- TEXTO PROPORCIONADO
---------------
La búsqueda de una voz, esto es, de un estilo característico, es el santo grial de las artes. Todos los pecados contra el lector o el espectador parecen lícitos en esa cacería de la grandeza: el barroquismo, la aridez, incluso la vulgaridad escatológica (Miller, Bukowski). Sin embargo, ni los más osados llegan a diferenciarse de sus maestros o de sus modelos, salvo en unos casos tan excepcionales como vilipendiados. Por ejemplo, los adictos a las monografías reniegan de los excesos de Vargas Vila, autor que, al fin de cuentas, se reconoce instantáneamente por la división bíblica de sus párrafos y su abuso del adjetivo y el punto y coma. Es cierto que su descripción hipermodernista de paisajes puede causar migraña; también es verdad que al maestro del insulto no se le puede copiar: su talento para la desmesura lo aleja tanto de la imitación como de la parodia. Su originalidad hace que toda comparación con escritores de su época o de otras, y todo debate sobre el mérito literario de sus novelas, ensayos y panfletos parezca pervertido por la envidia.
---------------
- MATERIAL PROPORCIONADO
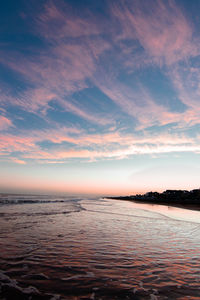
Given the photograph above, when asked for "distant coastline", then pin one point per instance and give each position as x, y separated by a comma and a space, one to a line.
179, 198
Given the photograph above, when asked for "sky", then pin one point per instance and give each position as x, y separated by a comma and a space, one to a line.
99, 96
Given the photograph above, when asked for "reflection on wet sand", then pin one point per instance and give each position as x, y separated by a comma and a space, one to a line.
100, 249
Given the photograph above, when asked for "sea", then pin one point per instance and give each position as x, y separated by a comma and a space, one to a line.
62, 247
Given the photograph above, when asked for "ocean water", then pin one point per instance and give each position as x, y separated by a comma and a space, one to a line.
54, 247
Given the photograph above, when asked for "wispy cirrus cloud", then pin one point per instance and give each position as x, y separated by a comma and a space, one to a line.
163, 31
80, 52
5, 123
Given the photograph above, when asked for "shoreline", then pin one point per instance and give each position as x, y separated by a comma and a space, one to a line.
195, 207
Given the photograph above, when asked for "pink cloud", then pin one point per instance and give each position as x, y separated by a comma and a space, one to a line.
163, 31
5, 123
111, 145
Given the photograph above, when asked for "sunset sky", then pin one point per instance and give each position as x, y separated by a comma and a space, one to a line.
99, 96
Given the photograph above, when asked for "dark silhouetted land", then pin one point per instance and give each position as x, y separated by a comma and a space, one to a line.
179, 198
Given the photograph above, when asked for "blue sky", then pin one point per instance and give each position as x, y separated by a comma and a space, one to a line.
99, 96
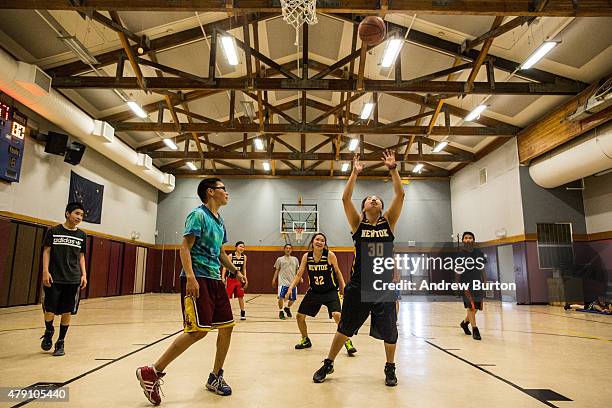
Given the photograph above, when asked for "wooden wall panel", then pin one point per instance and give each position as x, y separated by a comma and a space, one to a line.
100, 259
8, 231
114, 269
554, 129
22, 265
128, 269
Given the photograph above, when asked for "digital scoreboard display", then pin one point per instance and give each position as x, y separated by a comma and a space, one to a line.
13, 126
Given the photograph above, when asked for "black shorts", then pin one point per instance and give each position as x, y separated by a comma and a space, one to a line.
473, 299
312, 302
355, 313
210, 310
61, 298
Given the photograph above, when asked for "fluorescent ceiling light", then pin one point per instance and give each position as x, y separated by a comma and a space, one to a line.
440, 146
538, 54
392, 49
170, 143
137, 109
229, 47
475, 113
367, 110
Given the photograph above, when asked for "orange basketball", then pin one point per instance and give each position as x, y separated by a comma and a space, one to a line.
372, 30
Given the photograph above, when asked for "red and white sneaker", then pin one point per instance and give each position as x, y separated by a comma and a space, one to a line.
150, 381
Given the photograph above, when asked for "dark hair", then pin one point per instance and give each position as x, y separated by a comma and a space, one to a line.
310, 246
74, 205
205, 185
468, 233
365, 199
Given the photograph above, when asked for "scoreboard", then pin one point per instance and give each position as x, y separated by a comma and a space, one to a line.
---------------
- TAREA ESCRITA A
Reescribe de forma más breve el párrafo del texto sobre el estilo literario que comienza con «La búsqueda de una voz», conservando sus datos principales.
- TAREA ESCRITA B
Prolonga el texto sobre el estilo literario a partir del punto en que termina.
El listado no cumple ninguna función en este ejercicio.

- RESPUESTA ESPERADA A
Hallar una voz propia es la gran meta de las artes, y en esa búsqueda se toleran el barroquismo, la aridez y hasta la vulgaridad escatológica (Miller, Bukowski). Aun así, ni los más osados se diferencian de sus maestros, salvo casos excepcionales y vilipendiados como Vargas Vila, reconocible al instante por la división bíblica de sus párrafos y su abuso del adjetivo y el punto y coma. Sus paisajes hipermodernistas pueden causar migraña, pero su talento para la desmesura impide imitarlo o parodiarlo. Su originalidad hace que toda comparación con otros escritores y todo debate sobre el mérito de sus novelas, ensayos y panfletos parezcan pervertidos por la envidia.

- RESPUESTA ESPERADA B
En el jazz esta distinción del individuo, del artista, no depende de una operación intelectual, sino que es algo directamente emocional, automático. Los puristas pueden machacar a ciertas figuras por su enorme popularidad y su carácter un tanto folclórico —Chet Baker, digamos—. Pero quienes estudian para tocar ante el público, por amor a la música, o quienes siguen oyendo con los oídos y no con los ojos comprenden que al identificar a un solista de jazz han participado en un acto de magia: un solo ser humano entre los innumerables que han habitado la tierra habla a través de un instrumento como si contara un secreto, un íntimo sentir, una triste noticia o uno de esos pequeños triunfos que son en realidad el sustento de nuestra vida —un amor correspondido, una reconciliación, el origen de una pasión—. No importa que el músico haya muerto hace décadas, que se haya retirado de los escenarios y los estudios de grabación, que habite un país o una ciudad lejana ni que se comunique entre los suyos en una lengua ajena. Sigue vivo, está muy cerca del oyente, cantando con su propia voz o a través de un instrumento en un idioma universal, en ese presente de la música que dura tres o trece minutos tan largos como una existencia entera.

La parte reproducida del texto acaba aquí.